* Exercise *
When a line in the listing contains the string "yellow", pick it out and copy it.

* Exercise inputs *

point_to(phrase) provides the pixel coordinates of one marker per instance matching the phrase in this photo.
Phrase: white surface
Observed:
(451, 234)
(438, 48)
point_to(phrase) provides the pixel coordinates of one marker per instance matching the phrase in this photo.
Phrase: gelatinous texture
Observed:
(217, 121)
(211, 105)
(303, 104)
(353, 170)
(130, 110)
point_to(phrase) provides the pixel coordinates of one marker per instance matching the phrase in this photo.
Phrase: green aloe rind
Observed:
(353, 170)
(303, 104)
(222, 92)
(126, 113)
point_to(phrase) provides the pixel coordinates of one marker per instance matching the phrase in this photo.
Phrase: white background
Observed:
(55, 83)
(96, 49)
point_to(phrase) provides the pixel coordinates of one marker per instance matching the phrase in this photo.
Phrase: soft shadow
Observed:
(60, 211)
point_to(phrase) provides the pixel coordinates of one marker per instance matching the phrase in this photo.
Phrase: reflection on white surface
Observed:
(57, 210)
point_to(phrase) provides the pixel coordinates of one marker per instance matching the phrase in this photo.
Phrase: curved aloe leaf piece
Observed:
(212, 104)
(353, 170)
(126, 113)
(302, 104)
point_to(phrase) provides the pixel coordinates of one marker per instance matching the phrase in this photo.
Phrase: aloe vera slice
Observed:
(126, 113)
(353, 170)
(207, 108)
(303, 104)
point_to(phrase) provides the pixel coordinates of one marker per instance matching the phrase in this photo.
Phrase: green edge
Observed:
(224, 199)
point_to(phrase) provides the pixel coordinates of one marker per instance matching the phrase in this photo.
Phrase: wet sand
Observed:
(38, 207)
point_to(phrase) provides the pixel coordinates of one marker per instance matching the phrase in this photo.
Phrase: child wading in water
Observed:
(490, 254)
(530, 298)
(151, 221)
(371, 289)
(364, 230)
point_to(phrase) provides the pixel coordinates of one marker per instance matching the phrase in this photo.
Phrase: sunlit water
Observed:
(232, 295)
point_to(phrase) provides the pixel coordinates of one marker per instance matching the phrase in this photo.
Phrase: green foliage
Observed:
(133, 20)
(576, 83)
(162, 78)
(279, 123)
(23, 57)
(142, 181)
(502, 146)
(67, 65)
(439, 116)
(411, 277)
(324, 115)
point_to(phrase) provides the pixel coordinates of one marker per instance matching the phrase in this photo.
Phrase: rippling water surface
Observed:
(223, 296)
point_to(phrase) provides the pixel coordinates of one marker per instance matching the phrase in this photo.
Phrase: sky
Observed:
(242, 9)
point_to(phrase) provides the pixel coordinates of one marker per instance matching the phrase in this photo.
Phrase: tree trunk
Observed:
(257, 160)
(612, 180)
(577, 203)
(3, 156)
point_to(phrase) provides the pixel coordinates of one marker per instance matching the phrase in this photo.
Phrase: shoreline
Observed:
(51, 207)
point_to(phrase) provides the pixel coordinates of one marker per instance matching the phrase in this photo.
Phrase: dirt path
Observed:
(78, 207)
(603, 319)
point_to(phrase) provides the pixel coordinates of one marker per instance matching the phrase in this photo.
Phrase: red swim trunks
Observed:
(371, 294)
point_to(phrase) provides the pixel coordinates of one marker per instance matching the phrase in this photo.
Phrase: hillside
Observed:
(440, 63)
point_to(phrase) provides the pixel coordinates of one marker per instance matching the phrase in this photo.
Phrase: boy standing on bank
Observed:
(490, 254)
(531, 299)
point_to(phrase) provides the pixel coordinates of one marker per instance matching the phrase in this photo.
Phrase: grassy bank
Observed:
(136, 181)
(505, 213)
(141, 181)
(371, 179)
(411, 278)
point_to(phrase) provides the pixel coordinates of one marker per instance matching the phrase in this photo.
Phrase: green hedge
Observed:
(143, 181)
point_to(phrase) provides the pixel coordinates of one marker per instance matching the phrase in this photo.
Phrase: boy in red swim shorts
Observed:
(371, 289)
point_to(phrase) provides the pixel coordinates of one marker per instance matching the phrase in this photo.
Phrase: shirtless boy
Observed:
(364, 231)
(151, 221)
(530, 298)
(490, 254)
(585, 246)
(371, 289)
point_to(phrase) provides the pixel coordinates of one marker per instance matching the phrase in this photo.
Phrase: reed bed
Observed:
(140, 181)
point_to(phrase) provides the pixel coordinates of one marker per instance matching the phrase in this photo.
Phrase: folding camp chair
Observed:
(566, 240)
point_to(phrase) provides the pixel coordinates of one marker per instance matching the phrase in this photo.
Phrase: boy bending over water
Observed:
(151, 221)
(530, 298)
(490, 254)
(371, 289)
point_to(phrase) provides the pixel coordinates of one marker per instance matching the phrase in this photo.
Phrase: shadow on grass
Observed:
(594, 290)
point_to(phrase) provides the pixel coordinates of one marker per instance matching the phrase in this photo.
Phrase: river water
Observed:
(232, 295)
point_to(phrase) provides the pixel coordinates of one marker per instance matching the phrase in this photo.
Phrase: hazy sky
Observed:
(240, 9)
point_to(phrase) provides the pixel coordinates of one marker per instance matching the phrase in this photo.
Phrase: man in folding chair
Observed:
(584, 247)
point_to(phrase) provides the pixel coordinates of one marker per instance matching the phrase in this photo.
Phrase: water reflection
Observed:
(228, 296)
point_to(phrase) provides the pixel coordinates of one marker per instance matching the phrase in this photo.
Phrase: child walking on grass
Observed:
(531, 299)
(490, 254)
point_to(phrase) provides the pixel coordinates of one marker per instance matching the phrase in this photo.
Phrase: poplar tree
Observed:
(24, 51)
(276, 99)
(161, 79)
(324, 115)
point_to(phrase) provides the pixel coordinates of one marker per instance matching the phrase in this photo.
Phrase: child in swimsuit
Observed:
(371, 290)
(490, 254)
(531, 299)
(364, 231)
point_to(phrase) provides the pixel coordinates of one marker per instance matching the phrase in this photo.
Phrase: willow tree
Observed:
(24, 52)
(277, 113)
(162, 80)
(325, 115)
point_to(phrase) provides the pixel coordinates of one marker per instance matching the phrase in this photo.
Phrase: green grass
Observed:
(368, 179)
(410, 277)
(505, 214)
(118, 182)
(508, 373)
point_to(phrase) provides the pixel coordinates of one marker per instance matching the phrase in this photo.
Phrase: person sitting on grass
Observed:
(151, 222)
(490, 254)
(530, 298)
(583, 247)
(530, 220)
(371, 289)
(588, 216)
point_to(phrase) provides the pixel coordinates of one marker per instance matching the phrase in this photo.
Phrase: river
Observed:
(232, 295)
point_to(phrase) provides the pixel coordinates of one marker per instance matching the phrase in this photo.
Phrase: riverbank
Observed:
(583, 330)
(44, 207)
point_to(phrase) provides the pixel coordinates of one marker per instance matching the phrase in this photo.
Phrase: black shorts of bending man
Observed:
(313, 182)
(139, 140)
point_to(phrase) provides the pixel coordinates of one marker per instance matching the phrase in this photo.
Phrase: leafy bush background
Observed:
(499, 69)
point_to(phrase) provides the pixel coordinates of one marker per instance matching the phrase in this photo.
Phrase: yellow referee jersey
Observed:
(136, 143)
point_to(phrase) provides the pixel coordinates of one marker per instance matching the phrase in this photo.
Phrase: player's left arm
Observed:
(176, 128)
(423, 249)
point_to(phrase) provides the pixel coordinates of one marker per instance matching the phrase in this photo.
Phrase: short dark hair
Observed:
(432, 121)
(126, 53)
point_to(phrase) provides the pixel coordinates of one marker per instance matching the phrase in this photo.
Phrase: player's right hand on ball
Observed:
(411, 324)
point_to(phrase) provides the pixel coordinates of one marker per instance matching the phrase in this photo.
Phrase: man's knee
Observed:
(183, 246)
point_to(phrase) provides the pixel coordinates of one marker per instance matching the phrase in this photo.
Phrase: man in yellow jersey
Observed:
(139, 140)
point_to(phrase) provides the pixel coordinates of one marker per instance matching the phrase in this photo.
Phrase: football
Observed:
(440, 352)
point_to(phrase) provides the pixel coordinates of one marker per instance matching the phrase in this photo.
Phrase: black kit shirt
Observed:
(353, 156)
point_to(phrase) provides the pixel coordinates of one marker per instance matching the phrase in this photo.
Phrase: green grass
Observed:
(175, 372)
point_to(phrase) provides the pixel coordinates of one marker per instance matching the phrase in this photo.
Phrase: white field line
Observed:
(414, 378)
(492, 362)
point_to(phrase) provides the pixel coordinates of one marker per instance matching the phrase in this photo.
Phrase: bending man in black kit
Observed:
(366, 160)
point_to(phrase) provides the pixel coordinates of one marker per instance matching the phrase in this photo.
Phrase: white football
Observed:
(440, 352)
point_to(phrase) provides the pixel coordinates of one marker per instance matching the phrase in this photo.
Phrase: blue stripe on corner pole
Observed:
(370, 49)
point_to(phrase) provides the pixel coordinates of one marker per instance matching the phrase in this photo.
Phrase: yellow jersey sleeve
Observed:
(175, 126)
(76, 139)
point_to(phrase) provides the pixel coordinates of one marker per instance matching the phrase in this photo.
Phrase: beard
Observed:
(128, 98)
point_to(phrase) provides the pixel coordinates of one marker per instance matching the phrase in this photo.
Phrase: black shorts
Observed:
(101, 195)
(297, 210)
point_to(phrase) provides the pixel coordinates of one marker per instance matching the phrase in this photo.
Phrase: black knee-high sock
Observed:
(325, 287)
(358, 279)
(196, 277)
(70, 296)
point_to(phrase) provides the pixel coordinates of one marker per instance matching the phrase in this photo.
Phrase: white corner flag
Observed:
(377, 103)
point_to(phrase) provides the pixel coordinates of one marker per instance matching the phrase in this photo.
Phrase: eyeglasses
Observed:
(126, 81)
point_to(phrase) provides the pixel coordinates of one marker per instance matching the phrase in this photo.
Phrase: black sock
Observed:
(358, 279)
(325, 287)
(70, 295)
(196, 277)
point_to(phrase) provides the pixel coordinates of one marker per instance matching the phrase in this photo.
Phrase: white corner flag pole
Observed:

* Answer space *
Phrase: yellow referee jersey
Phrase: man in yellow jersey
Phrase: yellow jersey sleeve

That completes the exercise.